Estratto del documento>
+-------+
Dopo quella sera ebbero inizio incontri serrati: tante cose da preparare, il tema da scegliere, i giochi, i laboratori da fare con i bambini.

Uscivano strani nomi  delle tribù indiane e vecchi costumi con le piume, si stabilivano in dettaglio tutti gli orari. Tutte le persone coinvolte erano alla ricerca dei materiali per i laboratori, per il segno da lasciare ai bambini. E ancora si cercava un nome per ciascuno di loro, come fanno gli indiani, una qualità che parlasse della ricchezza di ciascuno.

Anche i giochi, decisi nei dettagli e le celebrazioni preparate con cura: una tovaglia con le impronte delle nostre mani sarebbe stata la nostra firma, il simbolo della partecipazione di tutti i bambini.

Presto gennaio è diventato giugno…

E’ quasi ora di partire e, insieme a loro, sento forte la trepidazione, il desiderio di vivere questa avventura e la paura dell’ignoto… accompagnare cinquanta bambini, che in qualche caso non hanno mai dormito una notte fuori casa, e far sì che sia una bella e significativa esperienza per loro, non è facile…

È il primo campo di questa lunga estate, e stavolta parto insieme a tutto il materiale, tra tondini di legno, piume colorate, pacchi di sale fino e gessetti, piccole pietre e perline.

Io sono una borraccia, contengo l’acqua che disseta. E sono qui con il sale e le perle.

I miei compagni di viaggio mi ricordano qualcosa, qualcuno che parlava di acqua viva, di essere sale della terra e di una perla preziosa.

SECONDA PUNTATA

 

Ecco, ci risiamo… la scena è sempre la stessa!

Sono appena tornata da un piovoso, ma divertente campo con bambini del catechismo, e dopo pochi giorni di riposo, capisco che è di nuovo il momento di ripartire per nuove avventure.

Osservo trepidante lo spiraglio di luce che entra dalla toppa della chiave del cassetto dove sono riposta, quando il fischiettio spensierato del mio compagno di viaggio viene interrotto da una voce preoccupata: “Hai messo tutto nello zaino?”.
+-------+
Informazioni estratte>
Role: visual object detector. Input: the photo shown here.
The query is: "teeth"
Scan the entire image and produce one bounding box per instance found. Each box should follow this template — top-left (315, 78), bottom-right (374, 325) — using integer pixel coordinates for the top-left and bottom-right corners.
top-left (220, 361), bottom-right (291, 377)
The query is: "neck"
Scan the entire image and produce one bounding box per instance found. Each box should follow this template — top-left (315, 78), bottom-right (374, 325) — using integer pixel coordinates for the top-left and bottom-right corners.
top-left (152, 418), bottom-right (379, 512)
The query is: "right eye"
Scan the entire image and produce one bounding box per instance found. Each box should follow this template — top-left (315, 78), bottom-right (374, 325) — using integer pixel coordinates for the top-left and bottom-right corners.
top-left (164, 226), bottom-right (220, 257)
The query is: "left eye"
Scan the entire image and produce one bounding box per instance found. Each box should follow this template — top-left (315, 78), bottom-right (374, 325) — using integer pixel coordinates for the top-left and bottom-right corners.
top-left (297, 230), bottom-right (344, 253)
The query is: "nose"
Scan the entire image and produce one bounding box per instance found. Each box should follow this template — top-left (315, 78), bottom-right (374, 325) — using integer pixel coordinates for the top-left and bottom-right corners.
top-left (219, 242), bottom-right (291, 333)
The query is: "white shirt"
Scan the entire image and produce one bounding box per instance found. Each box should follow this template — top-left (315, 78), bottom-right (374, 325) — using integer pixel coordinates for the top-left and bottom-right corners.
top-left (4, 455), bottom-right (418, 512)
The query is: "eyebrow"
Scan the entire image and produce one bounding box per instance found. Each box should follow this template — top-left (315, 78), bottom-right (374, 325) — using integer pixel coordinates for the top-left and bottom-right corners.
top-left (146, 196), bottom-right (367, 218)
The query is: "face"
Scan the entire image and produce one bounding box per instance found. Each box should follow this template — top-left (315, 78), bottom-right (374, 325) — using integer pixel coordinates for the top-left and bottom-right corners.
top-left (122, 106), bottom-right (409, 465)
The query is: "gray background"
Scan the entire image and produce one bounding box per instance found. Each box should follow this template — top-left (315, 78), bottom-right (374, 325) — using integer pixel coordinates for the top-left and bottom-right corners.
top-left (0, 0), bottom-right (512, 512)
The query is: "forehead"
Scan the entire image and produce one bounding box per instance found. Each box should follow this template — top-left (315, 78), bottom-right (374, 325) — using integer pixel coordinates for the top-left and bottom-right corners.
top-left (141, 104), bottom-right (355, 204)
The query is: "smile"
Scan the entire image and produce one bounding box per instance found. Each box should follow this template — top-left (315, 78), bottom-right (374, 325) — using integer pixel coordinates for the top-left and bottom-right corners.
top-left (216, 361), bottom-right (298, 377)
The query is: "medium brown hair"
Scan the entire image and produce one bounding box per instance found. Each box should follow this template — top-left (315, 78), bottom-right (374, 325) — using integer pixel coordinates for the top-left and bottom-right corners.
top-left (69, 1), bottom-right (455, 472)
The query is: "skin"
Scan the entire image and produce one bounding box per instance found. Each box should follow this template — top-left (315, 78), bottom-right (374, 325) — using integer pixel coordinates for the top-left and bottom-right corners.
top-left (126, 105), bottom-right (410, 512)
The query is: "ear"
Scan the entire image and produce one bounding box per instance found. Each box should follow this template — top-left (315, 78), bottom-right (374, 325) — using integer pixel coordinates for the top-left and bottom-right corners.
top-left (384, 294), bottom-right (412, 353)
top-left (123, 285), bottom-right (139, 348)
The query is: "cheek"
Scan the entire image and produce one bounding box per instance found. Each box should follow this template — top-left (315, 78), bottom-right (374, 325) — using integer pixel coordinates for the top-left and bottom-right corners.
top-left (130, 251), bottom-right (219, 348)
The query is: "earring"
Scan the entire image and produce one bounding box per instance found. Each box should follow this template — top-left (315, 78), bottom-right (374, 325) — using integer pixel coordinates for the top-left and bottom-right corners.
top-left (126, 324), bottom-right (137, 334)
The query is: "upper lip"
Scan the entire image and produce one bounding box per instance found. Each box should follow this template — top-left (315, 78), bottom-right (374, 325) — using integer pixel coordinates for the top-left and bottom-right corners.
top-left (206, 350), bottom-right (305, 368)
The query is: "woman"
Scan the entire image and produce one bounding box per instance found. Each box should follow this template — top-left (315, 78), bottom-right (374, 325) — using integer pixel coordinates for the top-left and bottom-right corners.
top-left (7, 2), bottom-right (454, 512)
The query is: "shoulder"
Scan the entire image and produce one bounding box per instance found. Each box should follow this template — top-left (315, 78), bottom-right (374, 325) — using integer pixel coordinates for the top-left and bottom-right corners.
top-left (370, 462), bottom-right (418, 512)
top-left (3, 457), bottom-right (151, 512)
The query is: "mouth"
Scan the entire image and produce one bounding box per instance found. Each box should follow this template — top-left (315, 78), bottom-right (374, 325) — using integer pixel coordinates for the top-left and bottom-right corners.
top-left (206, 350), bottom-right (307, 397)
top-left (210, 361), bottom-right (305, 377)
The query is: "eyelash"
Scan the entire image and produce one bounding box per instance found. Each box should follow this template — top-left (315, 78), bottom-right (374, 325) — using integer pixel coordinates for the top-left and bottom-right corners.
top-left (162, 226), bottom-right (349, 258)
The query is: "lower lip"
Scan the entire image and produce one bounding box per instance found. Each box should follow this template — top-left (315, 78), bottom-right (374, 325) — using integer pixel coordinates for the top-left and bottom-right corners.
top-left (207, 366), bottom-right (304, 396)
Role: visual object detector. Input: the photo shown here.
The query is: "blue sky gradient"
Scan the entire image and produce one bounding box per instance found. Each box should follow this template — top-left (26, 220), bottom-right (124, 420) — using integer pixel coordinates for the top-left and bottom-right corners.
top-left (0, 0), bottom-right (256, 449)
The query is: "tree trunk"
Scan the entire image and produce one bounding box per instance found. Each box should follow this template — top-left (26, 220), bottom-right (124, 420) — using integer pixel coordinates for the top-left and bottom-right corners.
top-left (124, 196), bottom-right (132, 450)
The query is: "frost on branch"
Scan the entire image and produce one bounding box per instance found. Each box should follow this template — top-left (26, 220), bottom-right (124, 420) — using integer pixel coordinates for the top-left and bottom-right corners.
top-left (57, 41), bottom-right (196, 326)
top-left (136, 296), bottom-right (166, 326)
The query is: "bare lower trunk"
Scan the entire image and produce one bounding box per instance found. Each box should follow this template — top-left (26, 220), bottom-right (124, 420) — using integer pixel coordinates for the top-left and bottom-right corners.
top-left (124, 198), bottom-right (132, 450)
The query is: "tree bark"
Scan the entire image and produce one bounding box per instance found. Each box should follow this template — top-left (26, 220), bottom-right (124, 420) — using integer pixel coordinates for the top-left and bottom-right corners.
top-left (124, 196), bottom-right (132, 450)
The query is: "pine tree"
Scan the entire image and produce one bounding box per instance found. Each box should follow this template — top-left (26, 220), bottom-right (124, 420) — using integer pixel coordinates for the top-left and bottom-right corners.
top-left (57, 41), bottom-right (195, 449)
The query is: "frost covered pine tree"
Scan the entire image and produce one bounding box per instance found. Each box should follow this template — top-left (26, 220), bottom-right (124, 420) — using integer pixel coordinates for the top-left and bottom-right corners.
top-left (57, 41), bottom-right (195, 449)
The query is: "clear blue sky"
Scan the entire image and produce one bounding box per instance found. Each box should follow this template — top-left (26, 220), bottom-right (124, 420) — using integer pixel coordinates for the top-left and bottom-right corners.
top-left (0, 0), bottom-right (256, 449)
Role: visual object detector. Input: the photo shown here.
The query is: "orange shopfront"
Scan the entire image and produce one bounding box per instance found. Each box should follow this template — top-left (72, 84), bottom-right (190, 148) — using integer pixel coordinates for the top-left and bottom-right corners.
+-------+
Compito scritto 1>
In base al racconto della borraccia, risponda alle seguenti domande:
(a) Che cosa sarebbe stata la firma di tutti, simbolo della partecipazione dei bambini?
(b) Quanti bambini si devono accompagnare al campo?
(c) Da quale campo si è appena tornati all'inizio della seconda puntata?
Compito scritto 2> Citi dal racconto della borraccia il passo che va da «Dopo quella sera» a «ricchezza di ciascuno.».
Compito scritto 3> Prosegua il racconto della borraccia, riprendendo subito dopo la domanda «Hai messo tutto nello zaino?».

Risposta all'esercizio 1>
(a) Una tovaglia con le impronte delle mani.
(b) Cinquanta.
(c) Da un campo piovoso, ma divertente, con i bambini del catechismo.

Risposta all'esercizio 2>
Dopo quella sera ebbero inizio incontri serrati: tante cose da preparare, il tema da scegliere, i giochi, i laboratori da fare con i bambini.

Uscivano strani nomi  delle tribù indiane e vecchi costumi con le piume, si stabilivano in dettaglio tutti gli orari. Tutte le persone coinvolte erano alla ricerca dei materiali per i laboratori, per il segno da lasciare ai bambini. E ancora si cercava un nome per ciascuno di loro, come fanno gli indiani, una qualità che parlasse della ricchezza di ciascuno.

Risposta all'esercizio 3>
Alla vigilia della partenza per il campo con i ragazzi più grandi, la scena si presenta sempre uguale: da una parte chi è attento a non dimenticare cellulare, power bank, carte da gioco, caramelle, ciucci vari…. dall’altra chi controlla che ci siano: maglione, maglione di ricambio, felpa, felpa di ricambio, impermeabile, impermeabile di ricambio, antipiretici, antidolorifici… al centro una dettagliata lista fornita da qualche volenteroso organizzatore di campi estivi.

Ed io lì, che spio dalla fessura, destinata come sempre ad essere l’ultima. Ultimo oggetto recuperato in occasione del primo campetto e ogni volta l’ultima ad entrare nello zaino, perché, tanto della borraccia non ci si può dimenticare, solo all’ultimo la si riempie di acqua fresca.

Eppure una parola ci sarebbe per evitare tutto questo: E-S-S-E-N-Z-I-A-L-I-T-À.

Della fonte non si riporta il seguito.